WORK TASK A.
Answer these questions using the text on the Takata airbag recall:
(i) How many automakers and how many vehicles did the recall affect?
(ii) What weakened the propellant that triggers the airbag's metal inflators?
(iii) Which aftermarket companies does the text name?
WORK TASK B.
Write out the portion of the Takata airbag recall text between "Professor of Logistics" and "and Pep Boys.", inclusive.

The Takata airbag recall is a prime example. It affected 19 different automakers and 37 million vehicles in what the National Highway Traffic Safety Administration (NHTSA) called the largest and most complex safety recall in U.S. history, as reported by Consumer Reports.
In brief, the propellant that triggers the airbag's metal inflators was weakened by moisture and could rupture, sending metal shards throughout the car. As of July 2018, the most recent available statistics, the faulty airbags had killed 15 in the United States and 23 globally.
"When we think traditional recalls, we're thinking of items at the consumer or the last step before the consumer, but it can be anywhere."
Professor of Logistics and Supply Chain Management at Arizona State University
"Takata oversees the airbags and makes them for new vehicles. At the same time, those parts are available to the aftermarket, including dealerships," Giangrande said
When an automotive recall occurs, it puts a burden not just on dealerships, but also on aftermarket companies like NAPA, Advance Auto Parts and Pep Boys.

EXCERPTED RECORDS.
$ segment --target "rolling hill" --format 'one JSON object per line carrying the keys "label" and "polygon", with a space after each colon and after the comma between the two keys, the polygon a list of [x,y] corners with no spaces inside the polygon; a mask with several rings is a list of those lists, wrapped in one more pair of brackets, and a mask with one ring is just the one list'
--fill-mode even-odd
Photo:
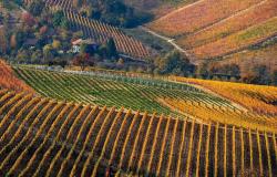
{"label": "rolling hill", "polygon": [[[204,62],[207,59],[223,60],[270,41],[277,35],[276,17],[277,2],[274,0],[201,0],[172,11],[147,27],[174,38],[195,61]],[[263,53],[263,48],[255,52],[259,51]],[[276,70],[277,60],[269,55],[275,63],[271,67]],[[239,59],[236,64],[244,61],[243,56]],[[259,63],[269,66],[267,62]]]}
{"label": "rolling hill", "polygon": [[[28,4],[32,0],[24,0]],[[81,15],[80,9],[73,6],[72,0],[43,0],[50,11],[62,10],[71,23],[72,30],[82,31],[85,38],[98,43],[114,39],[117,51],[134,60],[145,60],[150,56],[150,48],[133,37],[126,35],[120,28]]]}
{"label": "rolling hill", "polygon": [[275,133],[0,90],[0,174],[273,176]]}

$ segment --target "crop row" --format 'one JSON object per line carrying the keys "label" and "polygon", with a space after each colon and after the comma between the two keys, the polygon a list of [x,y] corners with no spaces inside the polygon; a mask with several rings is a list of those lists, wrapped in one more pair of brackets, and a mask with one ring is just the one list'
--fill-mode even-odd
{"label": "crop row", "polygon": [[168,37],[193,33],[257,4],[261,0],[199,0],[154,21],[150,27]]}
{"label": "crop row", "polygon": [[228,101],[213,96],[187,84],[150,80],[117,77],[111,75],[85,75],[65,72],[49,72],[30,67],[14,67],[18,75],[38,93],[58,100],[94,103],[107,106],[124,106],[132,110],[174,113],[160,103],[162,97],[183,98],[236,108]]}
{"label": "crop row", "polygon": [[277,15],[277,3],[275,0],[266,0],[252,8],[232,15],[214,25],[209,25],[187,38],[181,38],[178,43],[186,49],[196,48],[214,42],[220,38],[230,35],[237,31],[245,30]]}
{"label": "crop row", "polygon": [[192,49],[192,52],[198,59],[209,59],[222,56],[249,45],[264,42],[277,34],[277,17],[266,20],[265,22],[253,25],[246,30],[238,31],[232,35],[219,39],[198,48]]}
{"label": "crop row", "polygon": [[[6,96],[9,95],[9,96]],[[274,176],[276,135],[0,91],[0,175]]]}
{"label": "crop row", "polygon": [[[25,3],[30,3],[27,0]],[[124,34],[119,28],[82,17],[73,8],[71,0],[44,0],[50,10],[63,10],[74,30],[80,30],[86,38],[103,43],[113,38],[120,53],[134,59],[144,60],[150,55],[148,50],[137,40]]]}
{"label": "crop row", "polygon": [[277,88],[274,86],[250,85],[243,83],[229,83],[219,81],[204,81],[185,77],[171,77],[174,81],[202,85],[224,97],[238,103],[248,110],[263,113],[268,116],[276,116]]}

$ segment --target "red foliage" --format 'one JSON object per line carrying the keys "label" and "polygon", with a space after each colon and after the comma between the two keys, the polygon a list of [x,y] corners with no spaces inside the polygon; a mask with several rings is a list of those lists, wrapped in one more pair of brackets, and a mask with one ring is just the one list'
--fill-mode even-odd
{"label": "red foliage", "polygon": [[0,60],[0,87],[34,93],[30,86],[14,76],[12,69],[2,60]]}
{"label": "red foliage", "polygon": [[22,19],[23,23],[25,23],[29,27],[31,27],[35,23],[35,19],[32,17],[32,14],[30,14],[28,12],[23,12],[21,19]]}

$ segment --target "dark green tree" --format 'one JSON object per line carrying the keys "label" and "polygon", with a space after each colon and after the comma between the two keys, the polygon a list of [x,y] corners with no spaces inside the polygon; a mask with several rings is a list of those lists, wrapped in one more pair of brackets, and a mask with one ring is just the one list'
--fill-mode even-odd
{"label": "dark green tree", "polygon": [[112,38],[106,41],[106,56],[109,59],[116,59],[119,56],[115,42]]}
{"label": "dark green tree", "polygon": [[32,15],[39,17],[42,13],[45,4],[42,0],[33,0],[29,4],[28,10]]}

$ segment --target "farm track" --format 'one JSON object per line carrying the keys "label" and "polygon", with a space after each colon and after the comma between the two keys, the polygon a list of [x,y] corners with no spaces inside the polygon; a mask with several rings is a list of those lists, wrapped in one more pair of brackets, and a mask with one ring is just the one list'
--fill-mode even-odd
{"label": "farm track", "polygon": [[[9,100],[17,100],[17,95]],[[101,176],[109,171],[236,176],[253,171],[273,176],[276,171],[276,135],[270,132],[212,126],[147,113],[122,114],[120,110],[27,96],[19,96],[19,102],[30,103],[21,111],[23,114],[16,111],[19,102],[10,102],[2,112],[10,125],[0,126],[4,135],[0,140],[4,159],[0,162],[1,175]]]}

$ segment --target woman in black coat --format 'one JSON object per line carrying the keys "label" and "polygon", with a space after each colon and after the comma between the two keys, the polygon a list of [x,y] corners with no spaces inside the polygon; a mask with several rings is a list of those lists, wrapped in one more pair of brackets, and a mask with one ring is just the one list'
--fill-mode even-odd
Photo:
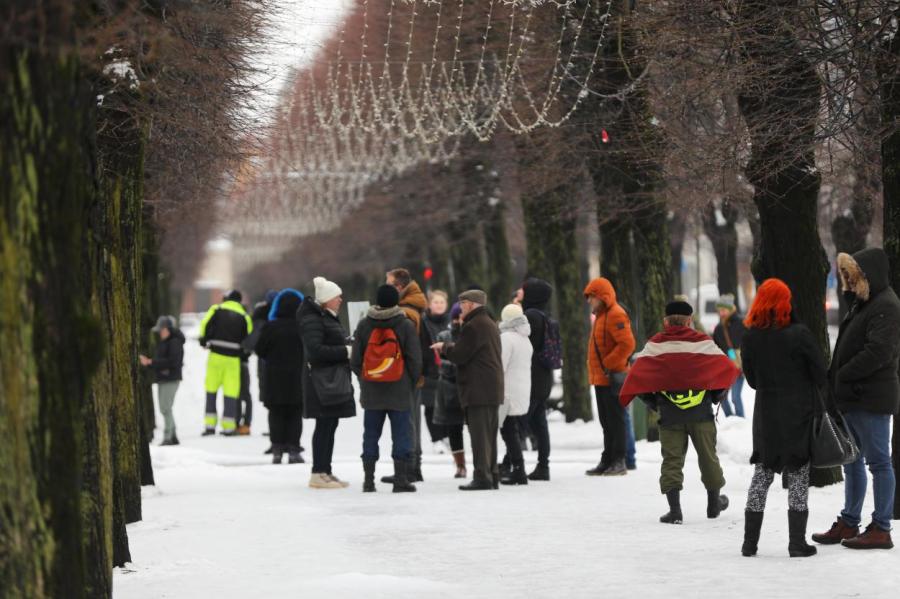
{"label": "woman in black coat", "polygon": [[337,316],[343,302],[341,288],[324,277],[316,277],[313,283],[316,287],[315,299],[307,297],[297,312],[306,358],[303,369],[303,417],[316,421],[309,486],[314,489],[337,489],[349,484],[331,471],[334,435],[341,418],[356,416],[356,400],[351,391],[345,400],[325,405],[313,385],[312,372],[317,369],[334,370],[337,367],[341,371],[346,370],[348,381],[351,376],[349,340]]}
{"label": "woman in black coat", "polygon": [[[462,316],[459,304],[453,304],[450,310],[450,328],[439,333],[436,341],[456,341],[459,338],[459,330],[462,326]],[[450,442],[450,451],[453,453],[453,462],[456,464],[456,474],[453,478],[467,478],[466,472],[466,447],[463,442],[463,426],[465,414],[459,403],[459,390],[456,387],[456,366],[447,359],[441,359],[441,376],[438,380],[438,390],[434,402],[434,423],[441,426],[447,433]]]}
{"label": "woman in black coat", "polygon": [[302,464],[303,340],[297,310],[303,295],[293,289],[279,293],[272,303],[272,320],[262,326],[256,354],[266,365],[266,385],[260,385],[263,404],[269,409],[272,463],[280,464],[287,452],[289,464]]}
{"label": "woman in black coat", "polygon": [[808,557],[816,553],[806,543],[809,447],[826,379],[825,357],[812,332],[793,319],[791,291],[778,279],[760,286],[746,324],[741,353],[744,376],[756,389],[750,457],[756,469],[747,495],[742,553],[756,554],[769,486],[776,472],[784,472],[788,551],[791,557]]}

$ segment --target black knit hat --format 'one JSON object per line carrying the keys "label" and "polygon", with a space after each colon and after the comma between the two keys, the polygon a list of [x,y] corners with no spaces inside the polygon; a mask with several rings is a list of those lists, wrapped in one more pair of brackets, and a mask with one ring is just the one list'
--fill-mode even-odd
{"label": "black knit hat", "polygon": [[375,303],[379,308],[393,308],[400,303],[400,292],[393,285],[382,285],[375,294]]}
{"label": "black knit hat", "polygon": [[694,309],[687,302],[674,301],[666,304],[666,316],[693,316]]}

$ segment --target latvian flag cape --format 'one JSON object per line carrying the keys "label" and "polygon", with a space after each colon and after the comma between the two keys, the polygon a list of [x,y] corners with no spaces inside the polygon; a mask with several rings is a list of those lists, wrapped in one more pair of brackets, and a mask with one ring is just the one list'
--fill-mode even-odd
{"label": "latvian flag cape", "polygon": [[740,375],[712,339],[688,327],[654,335],[635,358],[619,393],[623,406],[645,393],[728,389]]}

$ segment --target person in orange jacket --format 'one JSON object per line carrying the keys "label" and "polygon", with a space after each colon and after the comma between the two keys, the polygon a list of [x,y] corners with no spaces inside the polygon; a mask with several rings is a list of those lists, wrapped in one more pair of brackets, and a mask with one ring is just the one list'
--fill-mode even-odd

RESPONSE A.
(i) 19 automakers and 37 million vehicles.
(ii) Moisture.
(iii) NAPA, Advance Auto Parts and Pep Boys.

RESPONSE B.
Professor of Logistics and Supply Chain Management at Arizona State University
"Takata oversees the airbags and makes them for new vehicles. At the same time, those parts are available to the aftermarket, including dealerships," Giangrande said
When an automotive recall occurs, it puts a burden not just on dealerships, but also on aftermarket companies like NAPA, Advance Auto Parts and Pep Boys.